Some records
·····

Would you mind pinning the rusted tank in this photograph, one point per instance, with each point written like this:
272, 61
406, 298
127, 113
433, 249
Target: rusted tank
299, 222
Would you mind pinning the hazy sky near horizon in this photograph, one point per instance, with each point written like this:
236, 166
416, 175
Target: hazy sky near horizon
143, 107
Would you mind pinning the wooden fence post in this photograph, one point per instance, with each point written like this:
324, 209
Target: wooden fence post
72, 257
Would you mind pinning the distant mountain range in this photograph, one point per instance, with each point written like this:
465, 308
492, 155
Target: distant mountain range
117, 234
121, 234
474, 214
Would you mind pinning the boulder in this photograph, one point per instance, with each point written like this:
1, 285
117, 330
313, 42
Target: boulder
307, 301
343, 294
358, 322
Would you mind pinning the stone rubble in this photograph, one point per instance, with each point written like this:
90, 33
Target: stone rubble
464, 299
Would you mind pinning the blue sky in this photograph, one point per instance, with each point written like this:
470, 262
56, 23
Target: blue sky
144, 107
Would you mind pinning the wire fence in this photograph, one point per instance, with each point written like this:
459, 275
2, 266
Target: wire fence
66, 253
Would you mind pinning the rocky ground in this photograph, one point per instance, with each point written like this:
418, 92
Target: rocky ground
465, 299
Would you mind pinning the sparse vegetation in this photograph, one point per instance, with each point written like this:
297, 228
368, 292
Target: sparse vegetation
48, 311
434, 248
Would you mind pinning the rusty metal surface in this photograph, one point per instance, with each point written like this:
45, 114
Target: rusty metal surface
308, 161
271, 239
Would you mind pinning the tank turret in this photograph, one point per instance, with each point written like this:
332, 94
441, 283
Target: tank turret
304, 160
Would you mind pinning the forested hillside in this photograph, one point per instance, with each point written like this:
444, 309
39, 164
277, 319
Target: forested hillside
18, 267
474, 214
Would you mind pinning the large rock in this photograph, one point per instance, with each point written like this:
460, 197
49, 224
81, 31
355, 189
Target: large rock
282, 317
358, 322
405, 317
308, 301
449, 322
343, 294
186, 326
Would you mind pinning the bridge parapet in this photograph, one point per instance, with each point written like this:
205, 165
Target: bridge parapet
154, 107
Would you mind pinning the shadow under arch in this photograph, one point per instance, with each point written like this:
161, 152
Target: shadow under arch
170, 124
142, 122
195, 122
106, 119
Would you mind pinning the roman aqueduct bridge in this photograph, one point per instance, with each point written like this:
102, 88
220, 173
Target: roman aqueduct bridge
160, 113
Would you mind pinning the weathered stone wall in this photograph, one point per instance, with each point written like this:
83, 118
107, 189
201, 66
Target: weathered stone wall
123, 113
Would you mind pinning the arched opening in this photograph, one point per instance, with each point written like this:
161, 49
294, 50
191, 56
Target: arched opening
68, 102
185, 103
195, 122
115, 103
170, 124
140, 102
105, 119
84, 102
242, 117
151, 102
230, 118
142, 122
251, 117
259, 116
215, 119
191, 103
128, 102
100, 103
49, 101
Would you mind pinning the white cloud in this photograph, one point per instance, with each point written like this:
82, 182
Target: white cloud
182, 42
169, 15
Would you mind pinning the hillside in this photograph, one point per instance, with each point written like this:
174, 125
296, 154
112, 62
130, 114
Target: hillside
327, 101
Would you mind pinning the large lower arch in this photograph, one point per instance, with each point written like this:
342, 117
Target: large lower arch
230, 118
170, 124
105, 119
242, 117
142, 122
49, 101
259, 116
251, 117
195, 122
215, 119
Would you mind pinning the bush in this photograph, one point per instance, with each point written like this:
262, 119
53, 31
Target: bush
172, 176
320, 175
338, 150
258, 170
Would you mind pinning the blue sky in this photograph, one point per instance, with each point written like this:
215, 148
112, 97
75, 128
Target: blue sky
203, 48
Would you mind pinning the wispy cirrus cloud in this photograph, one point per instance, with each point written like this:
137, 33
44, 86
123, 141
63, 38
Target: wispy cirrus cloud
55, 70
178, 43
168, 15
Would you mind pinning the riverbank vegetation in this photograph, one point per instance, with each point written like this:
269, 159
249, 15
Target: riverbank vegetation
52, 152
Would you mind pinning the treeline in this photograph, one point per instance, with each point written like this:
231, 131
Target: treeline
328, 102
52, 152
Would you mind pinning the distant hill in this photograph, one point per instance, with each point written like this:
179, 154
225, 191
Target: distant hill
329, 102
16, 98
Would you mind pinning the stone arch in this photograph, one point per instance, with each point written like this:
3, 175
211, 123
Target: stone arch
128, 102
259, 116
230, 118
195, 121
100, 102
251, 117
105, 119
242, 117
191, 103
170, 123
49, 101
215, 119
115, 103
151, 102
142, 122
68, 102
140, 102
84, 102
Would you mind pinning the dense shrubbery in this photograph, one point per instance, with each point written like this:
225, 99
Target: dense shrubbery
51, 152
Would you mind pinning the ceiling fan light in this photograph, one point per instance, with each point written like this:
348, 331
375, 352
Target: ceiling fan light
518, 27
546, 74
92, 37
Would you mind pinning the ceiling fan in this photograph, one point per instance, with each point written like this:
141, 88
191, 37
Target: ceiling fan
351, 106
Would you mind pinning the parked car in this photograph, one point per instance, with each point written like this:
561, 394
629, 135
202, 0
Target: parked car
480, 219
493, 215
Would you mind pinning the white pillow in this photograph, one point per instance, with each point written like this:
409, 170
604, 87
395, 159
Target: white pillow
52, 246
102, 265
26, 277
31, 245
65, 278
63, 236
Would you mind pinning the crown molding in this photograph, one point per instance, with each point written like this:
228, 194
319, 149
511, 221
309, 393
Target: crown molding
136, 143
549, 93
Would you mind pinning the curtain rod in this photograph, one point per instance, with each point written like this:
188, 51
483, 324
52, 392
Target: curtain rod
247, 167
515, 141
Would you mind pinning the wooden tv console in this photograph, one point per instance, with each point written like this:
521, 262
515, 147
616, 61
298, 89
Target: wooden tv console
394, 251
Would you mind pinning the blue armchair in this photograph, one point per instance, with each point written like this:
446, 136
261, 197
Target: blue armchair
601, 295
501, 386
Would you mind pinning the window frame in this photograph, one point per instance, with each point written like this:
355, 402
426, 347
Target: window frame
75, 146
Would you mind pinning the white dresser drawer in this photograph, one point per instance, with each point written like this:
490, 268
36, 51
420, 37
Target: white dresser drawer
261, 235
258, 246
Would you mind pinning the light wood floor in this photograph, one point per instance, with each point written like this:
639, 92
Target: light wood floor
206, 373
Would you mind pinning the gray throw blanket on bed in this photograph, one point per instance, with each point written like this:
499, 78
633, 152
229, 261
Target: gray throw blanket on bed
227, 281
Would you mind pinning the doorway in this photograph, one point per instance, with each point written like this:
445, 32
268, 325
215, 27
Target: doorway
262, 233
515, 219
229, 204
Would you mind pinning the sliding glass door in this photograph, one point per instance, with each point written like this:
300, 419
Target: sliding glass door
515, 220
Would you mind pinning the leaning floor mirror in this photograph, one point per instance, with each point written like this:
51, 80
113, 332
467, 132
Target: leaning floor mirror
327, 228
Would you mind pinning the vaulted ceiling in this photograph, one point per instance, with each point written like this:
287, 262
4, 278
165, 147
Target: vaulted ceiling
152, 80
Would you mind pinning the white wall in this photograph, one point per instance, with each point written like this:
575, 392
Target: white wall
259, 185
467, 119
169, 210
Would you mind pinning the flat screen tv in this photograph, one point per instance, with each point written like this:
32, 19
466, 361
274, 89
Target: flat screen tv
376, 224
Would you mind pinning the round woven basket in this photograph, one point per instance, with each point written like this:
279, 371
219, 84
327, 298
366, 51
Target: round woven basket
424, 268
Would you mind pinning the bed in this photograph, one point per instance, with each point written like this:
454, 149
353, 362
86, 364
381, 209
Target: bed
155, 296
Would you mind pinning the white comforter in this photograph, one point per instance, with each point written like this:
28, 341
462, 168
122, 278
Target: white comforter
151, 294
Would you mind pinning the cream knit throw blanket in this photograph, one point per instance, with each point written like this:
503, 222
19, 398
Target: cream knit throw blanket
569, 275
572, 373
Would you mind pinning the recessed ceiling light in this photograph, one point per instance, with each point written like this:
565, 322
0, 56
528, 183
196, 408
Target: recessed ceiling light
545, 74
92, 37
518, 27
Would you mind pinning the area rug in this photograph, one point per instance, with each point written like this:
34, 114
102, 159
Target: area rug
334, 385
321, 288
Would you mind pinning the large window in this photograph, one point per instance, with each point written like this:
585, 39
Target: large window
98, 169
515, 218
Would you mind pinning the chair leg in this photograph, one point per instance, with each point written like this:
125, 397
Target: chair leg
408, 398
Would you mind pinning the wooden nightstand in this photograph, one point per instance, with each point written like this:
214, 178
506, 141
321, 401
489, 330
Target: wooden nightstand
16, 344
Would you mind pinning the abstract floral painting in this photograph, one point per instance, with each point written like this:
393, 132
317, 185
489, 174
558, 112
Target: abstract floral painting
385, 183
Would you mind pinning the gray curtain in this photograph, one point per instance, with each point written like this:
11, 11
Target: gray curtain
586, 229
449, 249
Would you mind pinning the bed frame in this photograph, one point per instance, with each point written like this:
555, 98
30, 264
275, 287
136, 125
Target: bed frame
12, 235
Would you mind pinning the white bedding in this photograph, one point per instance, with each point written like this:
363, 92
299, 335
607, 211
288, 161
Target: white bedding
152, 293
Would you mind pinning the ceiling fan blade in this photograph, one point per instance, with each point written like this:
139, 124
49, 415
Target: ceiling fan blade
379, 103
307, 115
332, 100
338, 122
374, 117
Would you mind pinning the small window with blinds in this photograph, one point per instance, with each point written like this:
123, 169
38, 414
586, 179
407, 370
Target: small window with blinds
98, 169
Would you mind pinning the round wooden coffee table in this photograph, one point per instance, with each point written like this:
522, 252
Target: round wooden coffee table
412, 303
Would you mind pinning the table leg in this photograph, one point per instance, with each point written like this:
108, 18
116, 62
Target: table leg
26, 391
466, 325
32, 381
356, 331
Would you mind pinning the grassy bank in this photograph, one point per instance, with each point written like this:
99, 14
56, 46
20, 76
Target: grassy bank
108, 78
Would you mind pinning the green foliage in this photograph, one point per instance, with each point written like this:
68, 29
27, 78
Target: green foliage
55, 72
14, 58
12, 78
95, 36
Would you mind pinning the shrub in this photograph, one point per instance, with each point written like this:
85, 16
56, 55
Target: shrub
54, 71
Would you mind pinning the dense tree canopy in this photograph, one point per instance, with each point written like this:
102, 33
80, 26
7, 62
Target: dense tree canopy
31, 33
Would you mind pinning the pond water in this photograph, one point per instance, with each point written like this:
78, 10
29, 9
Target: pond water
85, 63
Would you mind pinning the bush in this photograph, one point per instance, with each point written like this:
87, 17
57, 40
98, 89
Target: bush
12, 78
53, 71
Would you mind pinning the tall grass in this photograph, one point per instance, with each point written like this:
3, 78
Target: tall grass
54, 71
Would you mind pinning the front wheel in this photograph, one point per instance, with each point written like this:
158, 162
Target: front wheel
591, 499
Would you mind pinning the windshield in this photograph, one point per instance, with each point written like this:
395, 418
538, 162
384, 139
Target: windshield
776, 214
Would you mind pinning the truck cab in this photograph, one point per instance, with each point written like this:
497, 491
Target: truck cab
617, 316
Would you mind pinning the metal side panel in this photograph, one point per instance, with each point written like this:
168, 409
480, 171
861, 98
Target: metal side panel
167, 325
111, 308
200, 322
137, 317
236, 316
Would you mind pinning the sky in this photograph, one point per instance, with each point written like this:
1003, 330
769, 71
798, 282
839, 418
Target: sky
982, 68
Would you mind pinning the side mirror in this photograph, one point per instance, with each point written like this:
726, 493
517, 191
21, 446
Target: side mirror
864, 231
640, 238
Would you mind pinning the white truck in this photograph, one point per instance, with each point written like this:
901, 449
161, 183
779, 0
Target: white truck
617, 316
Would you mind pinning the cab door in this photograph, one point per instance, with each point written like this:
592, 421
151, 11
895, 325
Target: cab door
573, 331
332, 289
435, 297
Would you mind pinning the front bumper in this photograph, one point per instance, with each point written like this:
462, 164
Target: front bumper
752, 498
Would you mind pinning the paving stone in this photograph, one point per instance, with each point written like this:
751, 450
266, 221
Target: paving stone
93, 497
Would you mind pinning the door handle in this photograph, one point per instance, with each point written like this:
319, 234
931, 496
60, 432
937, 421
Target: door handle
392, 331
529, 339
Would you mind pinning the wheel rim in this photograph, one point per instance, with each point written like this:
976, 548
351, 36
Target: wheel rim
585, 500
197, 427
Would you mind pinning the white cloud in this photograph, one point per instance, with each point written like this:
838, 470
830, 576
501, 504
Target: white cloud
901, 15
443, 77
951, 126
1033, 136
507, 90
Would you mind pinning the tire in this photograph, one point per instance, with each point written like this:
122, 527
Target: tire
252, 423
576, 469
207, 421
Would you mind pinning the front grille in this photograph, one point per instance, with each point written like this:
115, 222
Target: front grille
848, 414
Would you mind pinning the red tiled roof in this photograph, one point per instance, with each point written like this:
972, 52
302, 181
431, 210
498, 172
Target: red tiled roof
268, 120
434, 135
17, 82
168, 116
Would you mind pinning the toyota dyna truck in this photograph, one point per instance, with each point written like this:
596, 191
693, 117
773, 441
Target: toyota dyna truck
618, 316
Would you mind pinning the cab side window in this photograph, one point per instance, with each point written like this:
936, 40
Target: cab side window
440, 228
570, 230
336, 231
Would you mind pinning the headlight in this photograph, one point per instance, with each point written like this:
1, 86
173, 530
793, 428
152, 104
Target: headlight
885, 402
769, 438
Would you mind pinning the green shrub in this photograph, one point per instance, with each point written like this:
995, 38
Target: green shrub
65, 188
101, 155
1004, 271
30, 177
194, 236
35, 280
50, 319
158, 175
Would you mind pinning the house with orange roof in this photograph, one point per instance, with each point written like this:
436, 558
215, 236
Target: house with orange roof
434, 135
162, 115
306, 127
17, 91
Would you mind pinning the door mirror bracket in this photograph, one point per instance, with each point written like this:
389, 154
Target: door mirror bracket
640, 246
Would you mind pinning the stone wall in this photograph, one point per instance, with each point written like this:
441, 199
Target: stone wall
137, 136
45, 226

·····

Exercise prompt — Everything from the line with "Would you mind pinning the cab side" to the end of the listing above needs to be duplicated exactly, both end lines included, with nothing more.

Full output —
Would you mind pinning the cab side window in this photograph, one point per instance, with each point written like this:
936, 40
Target: cab side window
440, 228
570, 230
336, 231
Would you mind pinning the headlight in this photograph, one point per instance, with each point written like this:
1, 86
173, 530
793, 428
152, 104
Target: headlight
885, 402
769, 438
Would you mind pinning the green shrub in this photograph, one point per instance, with each point written like this:
995, 38
Target: green shrub
65, 188
101, 155
1004, 271
30, 177
194, 236
35, 280
50, 319
158, 175
Would you mind pinning the house with orange roof in this photograph, one point per instance, with each point written like this:
436, 558
215, 236
Target: house with orange roof
434, 135
162, 115
306, 127
17, 91
Would you mind pinning the door mirror bracket in this photograph, one point per instance, with each point written like this:
389, 154
Target: door mirror bracket
640, 246
Would you mind pinning the stone wall in this photograph, one point per instance, with each point written like this:
441, 199
Target: stone wall
137, 136
45, 226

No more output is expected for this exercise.